- Directions for this task
Copy only the lines of the items below that fall between the line holding "Would you mind pointing out the gravel" and the line holding "(1005, 278)", inclusive. Keep the wording of every line, but multiply each coordinate value by 1.9 and round it to the nearest whole number, with halves rounded up.
_ _ _ _ _
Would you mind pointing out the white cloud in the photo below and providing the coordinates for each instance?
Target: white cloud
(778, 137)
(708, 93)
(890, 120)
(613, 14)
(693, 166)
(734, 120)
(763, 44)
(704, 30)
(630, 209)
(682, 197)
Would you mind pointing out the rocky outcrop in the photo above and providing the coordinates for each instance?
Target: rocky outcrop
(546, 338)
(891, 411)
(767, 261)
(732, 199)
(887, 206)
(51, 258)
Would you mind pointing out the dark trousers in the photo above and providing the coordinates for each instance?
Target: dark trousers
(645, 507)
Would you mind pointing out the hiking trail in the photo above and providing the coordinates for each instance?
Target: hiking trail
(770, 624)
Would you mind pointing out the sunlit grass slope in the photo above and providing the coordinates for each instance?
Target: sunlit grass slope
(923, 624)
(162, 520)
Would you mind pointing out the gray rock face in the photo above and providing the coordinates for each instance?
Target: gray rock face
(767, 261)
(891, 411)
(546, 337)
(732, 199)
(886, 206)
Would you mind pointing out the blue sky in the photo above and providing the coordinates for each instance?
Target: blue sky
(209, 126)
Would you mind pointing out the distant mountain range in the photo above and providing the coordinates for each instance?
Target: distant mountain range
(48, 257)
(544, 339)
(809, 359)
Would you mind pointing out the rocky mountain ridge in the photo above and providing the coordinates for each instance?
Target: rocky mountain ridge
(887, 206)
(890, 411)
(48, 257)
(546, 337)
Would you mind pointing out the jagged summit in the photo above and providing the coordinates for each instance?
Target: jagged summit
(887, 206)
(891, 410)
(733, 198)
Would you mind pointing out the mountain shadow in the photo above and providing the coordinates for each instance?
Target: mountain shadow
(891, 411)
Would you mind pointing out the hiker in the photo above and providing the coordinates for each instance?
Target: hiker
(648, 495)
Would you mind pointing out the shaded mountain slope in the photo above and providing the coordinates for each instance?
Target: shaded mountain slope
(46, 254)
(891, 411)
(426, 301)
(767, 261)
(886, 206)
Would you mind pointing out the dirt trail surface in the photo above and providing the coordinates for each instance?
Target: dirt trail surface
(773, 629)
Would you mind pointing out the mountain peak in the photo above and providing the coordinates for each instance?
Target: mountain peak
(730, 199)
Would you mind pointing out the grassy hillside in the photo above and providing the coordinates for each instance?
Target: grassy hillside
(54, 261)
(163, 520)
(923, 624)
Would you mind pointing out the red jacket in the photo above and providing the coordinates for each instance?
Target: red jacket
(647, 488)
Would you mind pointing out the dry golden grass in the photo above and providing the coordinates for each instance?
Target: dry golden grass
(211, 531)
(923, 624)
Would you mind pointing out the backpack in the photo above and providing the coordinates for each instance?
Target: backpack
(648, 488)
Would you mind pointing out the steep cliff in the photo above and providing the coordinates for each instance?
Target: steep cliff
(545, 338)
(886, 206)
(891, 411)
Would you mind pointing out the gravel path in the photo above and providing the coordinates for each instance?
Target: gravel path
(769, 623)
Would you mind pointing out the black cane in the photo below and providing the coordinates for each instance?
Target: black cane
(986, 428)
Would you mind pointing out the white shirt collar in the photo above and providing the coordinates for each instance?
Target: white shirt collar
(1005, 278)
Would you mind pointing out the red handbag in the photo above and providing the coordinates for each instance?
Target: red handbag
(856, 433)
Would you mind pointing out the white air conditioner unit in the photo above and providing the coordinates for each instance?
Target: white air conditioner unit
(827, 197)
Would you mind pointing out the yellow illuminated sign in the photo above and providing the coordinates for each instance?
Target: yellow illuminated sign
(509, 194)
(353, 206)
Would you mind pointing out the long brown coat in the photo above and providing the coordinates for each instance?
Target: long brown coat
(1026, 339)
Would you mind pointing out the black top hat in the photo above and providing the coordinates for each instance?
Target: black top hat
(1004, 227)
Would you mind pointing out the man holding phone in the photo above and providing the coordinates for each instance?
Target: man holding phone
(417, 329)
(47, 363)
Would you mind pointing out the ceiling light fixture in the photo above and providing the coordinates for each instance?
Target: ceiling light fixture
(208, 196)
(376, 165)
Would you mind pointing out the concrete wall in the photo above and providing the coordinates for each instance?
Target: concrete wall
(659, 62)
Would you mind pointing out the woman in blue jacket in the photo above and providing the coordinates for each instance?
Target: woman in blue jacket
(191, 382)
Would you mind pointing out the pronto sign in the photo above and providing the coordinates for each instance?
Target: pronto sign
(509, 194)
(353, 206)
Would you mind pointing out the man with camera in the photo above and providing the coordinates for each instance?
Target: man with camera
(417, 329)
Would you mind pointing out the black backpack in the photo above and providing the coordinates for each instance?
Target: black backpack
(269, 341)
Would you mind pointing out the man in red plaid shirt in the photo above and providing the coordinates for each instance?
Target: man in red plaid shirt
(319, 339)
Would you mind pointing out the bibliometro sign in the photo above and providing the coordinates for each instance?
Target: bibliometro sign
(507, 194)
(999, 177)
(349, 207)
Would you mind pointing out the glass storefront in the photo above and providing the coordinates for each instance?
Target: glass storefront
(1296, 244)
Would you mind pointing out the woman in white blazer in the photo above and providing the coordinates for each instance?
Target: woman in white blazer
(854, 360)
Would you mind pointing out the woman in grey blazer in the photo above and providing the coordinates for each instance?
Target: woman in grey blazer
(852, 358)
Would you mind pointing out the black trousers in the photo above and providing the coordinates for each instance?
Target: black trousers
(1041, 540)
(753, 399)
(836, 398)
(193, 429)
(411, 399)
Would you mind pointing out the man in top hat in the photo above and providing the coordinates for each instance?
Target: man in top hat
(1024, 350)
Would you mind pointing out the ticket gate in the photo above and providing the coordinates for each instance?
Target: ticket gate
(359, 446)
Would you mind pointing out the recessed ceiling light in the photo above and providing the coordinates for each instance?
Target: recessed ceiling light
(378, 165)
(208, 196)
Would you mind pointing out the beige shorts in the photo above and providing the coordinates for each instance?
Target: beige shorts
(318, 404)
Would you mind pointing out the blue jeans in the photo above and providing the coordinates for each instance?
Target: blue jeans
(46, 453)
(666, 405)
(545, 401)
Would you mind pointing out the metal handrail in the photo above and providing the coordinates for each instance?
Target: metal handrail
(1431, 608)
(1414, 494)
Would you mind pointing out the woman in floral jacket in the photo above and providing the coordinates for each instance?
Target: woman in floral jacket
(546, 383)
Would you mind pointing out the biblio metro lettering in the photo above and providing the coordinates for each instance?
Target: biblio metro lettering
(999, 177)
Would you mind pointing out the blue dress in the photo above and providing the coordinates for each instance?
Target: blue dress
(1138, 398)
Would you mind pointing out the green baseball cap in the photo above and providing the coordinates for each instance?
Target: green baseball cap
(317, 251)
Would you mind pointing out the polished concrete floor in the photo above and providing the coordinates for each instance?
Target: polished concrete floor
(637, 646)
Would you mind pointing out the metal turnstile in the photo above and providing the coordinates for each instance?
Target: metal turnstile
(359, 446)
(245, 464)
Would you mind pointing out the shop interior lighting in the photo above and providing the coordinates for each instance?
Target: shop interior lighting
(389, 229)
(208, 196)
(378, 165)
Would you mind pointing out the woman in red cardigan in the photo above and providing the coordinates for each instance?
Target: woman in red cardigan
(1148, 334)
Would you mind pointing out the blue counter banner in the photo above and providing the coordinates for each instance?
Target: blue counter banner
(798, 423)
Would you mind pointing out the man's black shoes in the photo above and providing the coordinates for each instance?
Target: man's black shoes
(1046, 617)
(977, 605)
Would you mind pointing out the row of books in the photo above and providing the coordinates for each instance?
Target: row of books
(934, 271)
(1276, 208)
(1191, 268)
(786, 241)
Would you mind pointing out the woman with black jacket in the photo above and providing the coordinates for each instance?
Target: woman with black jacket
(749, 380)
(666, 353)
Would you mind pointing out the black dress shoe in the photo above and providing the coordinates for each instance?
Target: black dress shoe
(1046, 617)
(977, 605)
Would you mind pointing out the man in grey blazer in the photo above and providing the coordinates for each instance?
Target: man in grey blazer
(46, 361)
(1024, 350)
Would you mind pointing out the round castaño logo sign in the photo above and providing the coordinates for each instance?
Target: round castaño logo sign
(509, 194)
_ _ _ _ _
- Final answer
Would you mind pointing out the gravel path in the photo above and providing the coordinates for each instance?
Target: gravel path
(1461, 1184)
Would you mind pointing out the black cane in the photo below and providing the coordinates for each instance?
Target: black cane
(1873, 813)
Would you mind pointing out the white shirt collar in the photo above and providing the coordinates for each instance?
Target: white shirt collar
(1910, 528)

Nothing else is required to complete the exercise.